(Referring expression data)
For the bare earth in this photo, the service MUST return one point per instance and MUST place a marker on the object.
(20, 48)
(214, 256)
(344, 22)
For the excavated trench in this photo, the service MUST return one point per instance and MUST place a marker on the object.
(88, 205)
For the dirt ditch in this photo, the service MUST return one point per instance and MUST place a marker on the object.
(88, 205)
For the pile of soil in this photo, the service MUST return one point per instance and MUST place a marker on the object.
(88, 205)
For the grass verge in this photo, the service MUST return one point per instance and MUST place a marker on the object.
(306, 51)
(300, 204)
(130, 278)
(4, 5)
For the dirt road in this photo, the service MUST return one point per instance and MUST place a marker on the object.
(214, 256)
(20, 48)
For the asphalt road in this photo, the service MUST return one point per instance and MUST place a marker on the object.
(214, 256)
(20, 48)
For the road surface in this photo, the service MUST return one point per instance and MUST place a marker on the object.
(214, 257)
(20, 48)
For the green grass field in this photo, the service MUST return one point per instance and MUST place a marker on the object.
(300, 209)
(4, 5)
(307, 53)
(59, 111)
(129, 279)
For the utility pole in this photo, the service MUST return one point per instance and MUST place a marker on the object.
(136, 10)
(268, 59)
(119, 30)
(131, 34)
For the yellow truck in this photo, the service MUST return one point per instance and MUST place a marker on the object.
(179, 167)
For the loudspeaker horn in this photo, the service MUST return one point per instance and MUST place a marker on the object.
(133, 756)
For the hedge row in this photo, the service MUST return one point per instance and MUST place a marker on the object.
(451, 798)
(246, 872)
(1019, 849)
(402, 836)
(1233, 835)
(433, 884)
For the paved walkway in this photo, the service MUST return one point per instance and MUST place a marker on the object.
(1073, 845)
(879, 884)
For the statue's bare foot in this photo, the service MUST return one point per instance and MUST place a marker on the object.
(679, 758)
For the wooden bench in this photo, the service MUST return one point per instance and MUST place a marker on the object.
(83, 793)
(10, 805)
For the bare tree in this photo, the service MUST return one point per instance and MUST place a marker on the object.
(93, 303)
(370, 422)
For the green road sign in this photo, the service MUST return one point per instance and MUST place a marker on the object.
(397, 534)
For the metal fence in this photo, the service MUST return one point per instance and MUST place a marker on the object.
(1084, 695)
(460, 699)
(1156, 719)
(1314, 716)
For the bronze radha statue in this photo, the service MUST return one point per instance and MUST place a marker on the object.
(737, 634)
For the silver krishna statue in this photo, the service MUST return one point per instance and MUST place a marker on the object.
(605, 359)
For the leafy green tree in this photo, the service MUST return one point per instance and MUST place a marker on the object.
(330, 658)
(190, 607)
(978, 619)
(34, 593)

## Work instruction
Nothing outside the span should appear: transcribe the lines from the one containing "For the green grass" through the last line of the records.

## Expected answer
For the green grass field in this photo, the service MUST return one point per instance and MUST place a marker on the object.
(300, 209)
(4, 5)
(307, 53)
(59, 111)
(129, 279)
For the utility pole in this photo, the service MUST return one point per instance and MUST place a marker on the object.
(136, 10)
(268, 59)
(119, 30)
(131, 34)
For the yellow truck in this photo, the service MUST return one point per instance and MUST place a marker on the object.
(179, 167)
For the loudspeaker horn in this photo, the service MUST return one point per instance and MUST place a marker on the object.
(133, 756)
For the hedge row in this photo, the service MUST return one point per instance and MUST place a marker on the object.
(451, 798)
(246, 872)
(1019, 849)
(402, 836)
(1233, 835)
(433, 884)
For the paved walkway in this photo, the service MUST return one point per instance and MUST place a marker on the object.
(1073, 845)
(879, 884)
For the statue's bare foot in this photo, the service MUST return one point per instance and MUST place a marker on the object.
(679, 758)
For the wooden bench in this photo, the service MUST return one point per instance and MUST place a marker on the object.
(83, 793)
(10, 805)
For the bare tree in this photo, the service MUST return one point per instance and MUST place a marker on the object.
(93, 303)
(370, 422)
For the green road sign in this photo, the service MUST return one point per instance and MUST place a marker on the object.
(397, 534)
For the metal fence in this photo, the service MUST return one point per instance and MUST place a marker on the object.
(1084, 695)
(460, 699)
(1156, 719)
(1314, 716)
For the bronze radha statue in this photo, the service MUST return one point per instance and MUST place a marker on the object.
(737, 634)
For the silver krishna statue in this photo, the service MUST return one point per instance and MUST place a marker on the object.
(605, 359)
For the leafy green tree in this photo, the service MUST return one point per instance and MUST place a marker on the object.
(330, 658)
(190, 607)
(978, 619)
(34, 593)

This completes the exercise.